Articles | Volume 12, issue 23
Research article
10 Dec 2015
Research article |  | 10 Dec 2015

Carbon dynamics in highly heterotrophic subarctic thaw ponds

T. Roiha, I. Laurion, and M. Rautio

Abstract. Global warming has accelerated the formation of permafrost thaw ponds in several subarctic and arctic regions. These ponds are net heterotrophic as evidenced by their greenhouse gas (GHG) supersaturation levels (CO2 and CH4), and generally receive large terrestrial carbon inputs from the thawing and eroding permafrost. We measured seasonal and vertical variations in the concentration and type of dissolved organic matter (DOM) in five subarctic thaw (thermokarst) ponds in northern Quebec, and explored how environmental gradients influenced heterotrophic and phototrophic biomass and productivity. Late winter DOM had low aromaticity indicating reduced inputs of terrestrial carbon, while the high concentration of dissolved organic carbon (DOC) suggests that some production of non-chromophoric dissolved compounds by the microbial food web took place under the ice cover. Summer DOM had a strong terrestrial signature, but was also characterized with significant inputs of algal-derived carbon, especially at the pond surface. During late winter, bacterial production was low (maximum of 0.8 mg C m−3 d−1) and was largely based on free-living bacterioplankton (58 %). Bacterial production in summer was high (up to 58 mg C m−3 d−1), dominated by particle-attached bacteria (67 %), and strongly correlated with the amount of terrestrial carbon. Primary production was restricted to summer surface waters due to strong light limitation deeper in the water column or in winter. The phototrophic biomass was equal to the heterotrophic biomass, but as the algae were mostly composed of mixotrophic species, most probably they used bacteria rather than solar energy in such shaded ponds. Our results point to a strong heterotrophic energy pathway in these thaw pond ecosystems, where bacterioplankton dominates the production of new carbon biomass in both summer and winter.

==================================================

EXERCISE AIM:
Please state how many thaw ponds were studied according to the thaw pond abstract, and where they are located. The listing after this point has no connection to the thaw pond abstract.

==================================================

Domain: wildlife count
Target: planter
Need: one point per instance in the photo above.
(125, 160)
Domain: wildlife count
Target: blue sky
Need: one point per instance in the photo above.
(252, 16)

==================================================

COMPLETED EXERCISE:
Five subarctic thaw ponds in northern Quebec.